Prelude

When I’m read thorough first paper on Template Haskell (Template metaprogramming for Haskell), I can’t understand it. I see the tricky [|...|] and $(...) expressions, but can’t figure when I should use first construct, when to use second and how they must be combined together. Only after reading last sections with “technical details”, I discovered for myself how this actually works and could understand all previous “high-level” stuff. I try to read another papers on TH, but they was no more helpful. So I decided to write my own TH tutorial – such one, which gives to reader full understanding of what he does on each step of education. It is the result. Feel free to edit this wikipage, especially if you see my misusing of English (I’m not native speaker, after all J). I use curly braces to cite Haskell code in text.

Lesson 1: low-level TH

Template Haskell is macro preprocessor for Haskell, whose macros are written in Haskell itself, and is just ordinary functions. Macros are called (spliced) with syntax $macro or $(macro params...), for example:

zip’ = $mkZip

fst3 = $(cnst 2 “result”)

In this example, mkZip and (cnst 2 “result”) are SPLICE EXPRESSIONS. That means what they will be evaluated at COMPILE TIME and returned value will be converted to ordinary Haskell code and substituted instead of splice construction. Functions used in splice expressions must be defined in another module, imported by current one, because at the moment of this preprocessing functions defined in current module are not even compiled.

## ITEMS
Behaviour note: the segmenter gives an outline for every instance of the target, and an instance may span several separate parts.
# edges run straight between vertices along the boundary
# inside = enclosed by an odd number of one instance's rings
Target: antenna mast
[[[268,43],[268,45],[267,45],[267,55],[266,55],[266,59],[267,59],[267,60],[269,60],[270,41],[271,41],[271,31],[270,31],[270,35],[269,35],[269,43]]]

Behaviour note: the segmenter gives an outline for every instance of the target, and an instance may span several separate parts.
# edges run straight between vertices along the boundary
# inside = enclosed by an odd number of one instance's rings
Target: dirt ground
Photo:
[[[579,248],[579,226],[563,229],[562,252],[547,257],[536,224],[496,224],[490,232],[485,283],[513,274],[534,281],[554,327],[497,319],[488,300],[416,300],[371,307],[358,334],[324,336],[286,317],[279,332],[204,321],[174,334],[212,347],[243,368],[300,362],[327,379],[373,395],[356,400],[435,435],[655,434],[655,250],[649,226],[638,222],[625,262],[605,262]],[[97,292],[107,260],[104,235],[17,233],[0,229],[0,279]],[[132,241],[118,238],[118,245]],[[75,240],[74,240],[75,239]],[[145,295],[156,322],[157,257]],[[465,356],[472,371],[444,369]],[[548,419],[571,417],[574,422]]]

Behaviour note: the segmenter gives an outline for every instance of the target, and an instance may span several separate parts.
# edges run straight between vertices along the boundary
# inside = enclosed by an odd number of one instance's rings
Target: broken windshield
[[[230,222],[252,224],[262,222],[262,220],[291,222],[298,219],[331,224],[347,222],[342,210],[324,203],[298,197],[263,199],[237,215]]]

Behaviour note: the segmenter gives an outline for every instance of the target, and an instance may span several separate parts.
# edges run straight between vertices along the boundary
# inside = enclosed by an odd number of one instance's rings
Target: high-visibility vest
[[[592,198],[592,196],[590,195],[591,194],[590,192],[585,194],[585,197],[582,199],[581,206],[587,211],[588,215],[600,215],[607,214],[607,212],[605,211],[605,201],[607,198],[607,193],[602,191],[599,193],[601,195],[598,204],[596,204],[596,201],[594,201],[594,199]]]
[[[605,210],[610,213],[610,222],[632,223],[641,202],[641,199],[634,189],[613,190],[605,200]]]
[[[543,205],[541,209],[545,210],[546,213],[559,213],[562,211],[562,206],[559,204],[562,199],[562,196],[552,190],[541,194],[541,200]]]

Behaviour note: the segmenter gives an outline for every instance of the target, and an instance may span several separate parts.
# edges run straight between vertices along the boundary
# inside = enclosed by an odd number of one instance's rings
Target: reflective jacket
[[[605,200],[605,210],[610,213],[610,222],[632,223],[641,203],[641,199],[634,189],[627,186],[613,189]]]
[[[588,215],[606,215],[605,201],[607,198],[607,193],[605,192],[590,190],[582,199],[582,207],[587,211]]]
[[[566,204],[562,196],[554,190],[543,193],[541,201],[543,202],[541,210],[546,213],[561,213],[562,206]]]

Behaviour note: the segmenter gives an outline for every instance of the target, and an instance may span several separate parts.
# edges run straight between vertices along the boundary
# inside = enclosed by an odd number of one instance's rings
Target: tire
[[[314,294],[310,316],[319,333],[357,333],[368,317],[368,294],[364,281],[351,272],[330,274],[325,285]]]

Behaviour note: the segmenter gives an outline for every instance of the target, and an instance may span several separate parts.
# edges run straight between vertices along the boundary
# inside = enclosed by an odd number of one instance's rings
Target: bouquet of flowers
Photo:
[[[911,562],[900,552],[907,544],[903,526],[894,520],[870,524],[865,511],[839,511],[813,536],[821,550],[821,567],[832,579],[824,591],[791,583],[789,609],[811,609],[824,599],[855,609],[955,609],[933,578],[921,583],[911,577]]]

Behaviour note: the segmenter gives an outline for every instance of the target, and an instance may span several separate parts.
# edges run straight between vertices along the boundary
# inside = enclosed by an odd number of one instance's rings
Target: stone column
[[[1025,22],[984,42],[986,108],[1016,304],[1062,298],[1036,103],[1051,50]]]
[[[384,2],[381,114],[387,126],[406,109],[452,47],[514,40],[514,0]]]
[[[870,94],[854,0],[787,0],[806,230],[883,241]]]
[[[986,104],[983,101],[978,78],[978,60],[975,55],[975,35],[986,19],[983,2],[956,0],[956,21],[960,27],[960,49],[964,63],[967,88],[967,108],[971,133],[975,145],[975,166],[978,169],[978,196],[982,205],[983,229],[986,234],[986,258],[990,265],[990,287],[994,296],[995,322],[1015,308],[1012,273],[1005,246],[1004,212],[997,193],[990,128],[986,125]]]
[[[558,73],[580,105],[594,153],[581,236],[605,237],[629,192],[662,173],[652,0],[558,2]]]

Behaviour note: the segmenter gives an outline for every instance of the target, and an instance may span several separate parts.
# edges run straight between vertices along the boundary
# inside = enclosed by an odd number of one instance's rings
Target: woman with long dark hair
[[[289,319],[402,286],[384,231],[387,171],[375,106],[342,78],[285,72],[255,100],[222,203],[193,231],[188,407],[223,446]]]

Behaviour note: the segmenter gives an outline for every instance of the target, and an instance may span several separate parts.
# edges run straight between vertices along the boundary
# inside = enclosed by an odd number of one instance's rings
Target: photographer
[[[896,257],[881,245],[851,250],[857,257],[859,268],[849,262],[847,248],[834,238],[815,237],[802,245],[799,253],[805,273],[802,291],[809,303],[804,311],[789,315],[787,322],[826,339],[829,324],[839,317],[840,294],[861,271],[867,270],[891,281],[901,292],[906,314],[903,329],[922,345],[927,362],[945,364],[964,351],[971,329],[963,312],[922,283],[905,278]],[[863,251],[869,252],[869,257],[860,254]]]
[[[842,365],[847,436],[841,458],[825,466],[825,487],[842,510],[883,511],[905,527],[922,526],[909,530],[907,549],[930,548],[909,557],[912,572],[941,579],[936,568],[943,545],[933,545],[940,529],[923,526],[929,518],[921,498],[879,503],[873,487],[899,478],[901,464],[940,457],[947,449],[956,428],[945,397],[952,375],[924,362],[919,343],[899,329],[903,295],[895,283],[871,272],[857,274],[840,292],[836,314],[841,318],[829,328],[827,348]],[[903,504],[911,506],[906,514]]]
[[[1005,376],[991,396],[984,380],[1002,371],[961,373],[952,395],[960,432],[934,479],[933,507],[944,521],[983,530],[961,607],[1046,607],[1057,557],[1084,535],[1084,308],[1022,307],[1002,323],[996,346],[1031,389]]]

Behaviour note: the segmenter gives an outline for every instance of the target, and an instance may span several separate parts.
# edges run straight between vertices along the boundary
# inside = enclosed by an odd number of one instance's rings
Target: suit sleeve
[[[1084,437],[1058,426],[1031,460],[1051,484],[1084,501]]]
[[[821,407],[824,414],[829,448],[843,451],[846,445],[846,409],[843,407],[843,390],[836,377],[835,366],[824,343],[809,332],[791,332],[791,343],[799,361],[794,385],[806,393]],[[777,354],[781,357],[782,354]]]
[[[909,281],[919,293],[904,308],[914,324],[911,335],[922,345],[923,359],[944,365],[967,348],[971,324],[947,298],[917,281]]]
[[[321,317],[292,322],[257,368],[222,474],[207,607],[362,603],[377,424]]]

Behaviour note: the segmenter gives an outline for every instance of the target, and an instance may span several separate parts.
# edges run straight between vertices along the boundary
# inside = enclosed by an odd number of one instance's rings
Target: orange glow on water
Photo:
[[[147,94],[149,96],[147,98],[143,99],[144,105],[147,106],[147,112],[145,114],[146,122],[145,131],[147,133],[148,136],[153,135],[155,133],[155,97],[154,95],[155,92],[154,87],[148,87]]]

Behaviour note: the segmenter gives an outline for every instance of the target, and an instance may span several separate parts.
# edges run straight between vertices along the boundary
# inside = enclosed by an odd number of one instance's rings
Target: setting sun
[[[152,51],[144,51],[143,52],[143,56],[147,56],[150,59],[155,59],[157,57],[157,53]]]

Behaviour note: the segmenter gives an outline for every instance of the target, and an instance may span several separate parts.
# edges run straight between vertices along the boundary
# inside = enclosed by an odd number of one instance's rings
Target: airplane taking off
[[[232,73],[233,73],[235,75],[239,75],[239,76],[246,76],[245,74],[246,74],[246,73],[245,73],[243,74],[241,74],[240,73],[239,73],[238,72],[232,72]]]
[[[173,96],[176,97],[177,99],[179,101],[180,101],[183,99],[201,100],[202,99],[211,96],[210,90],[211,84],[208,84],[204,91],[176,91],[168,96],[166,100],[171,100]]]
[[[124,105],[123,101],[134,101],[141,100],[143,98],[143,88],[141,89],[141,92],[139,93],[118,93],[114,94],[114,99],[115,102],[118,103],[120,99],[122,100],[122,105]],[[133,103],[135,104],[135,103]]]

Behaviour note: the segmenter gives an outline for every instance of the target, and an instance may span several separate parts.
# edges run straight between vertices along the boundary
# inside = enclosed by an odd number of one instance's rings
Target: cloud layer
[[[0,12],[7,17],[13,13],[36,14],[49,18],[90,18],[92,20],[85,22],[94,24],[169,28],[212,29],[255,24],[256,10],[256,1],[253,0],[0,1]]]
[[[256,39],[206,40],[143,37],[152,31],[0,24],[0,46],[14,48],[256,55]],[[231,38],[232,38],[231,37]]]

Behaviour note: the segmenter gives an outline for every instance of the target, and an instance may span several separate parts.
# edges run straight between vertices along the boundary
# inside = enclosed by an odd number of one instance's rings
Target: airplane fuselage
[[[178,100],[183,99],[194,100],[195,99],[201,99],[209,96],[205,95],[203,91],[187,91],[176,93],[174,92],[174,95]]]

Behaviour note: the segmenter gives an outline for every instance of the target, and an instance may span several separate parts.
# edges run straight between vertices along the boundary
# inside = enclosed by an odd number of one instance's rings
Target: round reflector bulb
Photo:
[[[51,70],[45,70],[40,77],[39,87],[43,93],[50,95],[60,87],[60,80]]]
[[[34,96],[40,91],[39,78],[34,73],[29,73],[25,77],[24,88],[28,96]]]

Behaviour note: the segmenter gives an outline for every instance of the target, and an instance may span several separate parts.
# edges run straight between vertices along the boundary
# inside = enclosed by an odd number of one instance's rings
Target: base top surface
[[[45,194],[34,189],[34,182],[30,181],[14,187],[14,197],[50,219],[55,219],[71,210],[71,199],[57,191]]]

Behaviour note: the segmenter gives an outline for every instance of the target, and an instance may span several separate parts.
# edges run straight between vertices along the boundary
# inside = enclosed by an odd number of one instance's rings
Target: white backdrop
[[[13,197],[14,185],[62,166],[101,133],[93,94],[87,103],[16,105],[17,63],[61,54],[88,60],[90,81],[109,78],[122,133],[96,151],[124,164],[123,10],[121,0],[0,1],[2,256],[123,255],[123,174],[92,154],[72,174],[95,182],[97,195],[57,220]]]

## THINGS TO DO
a) Translate this sentence from the Template Haskell tutorial into French: "I use curly braces to cite Haskell code in text."
b) Identify and copy every line of the rows that contains the string "airplane". Case counts.

## SOLUTIONS TO THE TASKS
a) J'utilise des accolades pour citer du code Haskell dans le texte.

b)
Target: airplane taking off
Target: airplane fuselage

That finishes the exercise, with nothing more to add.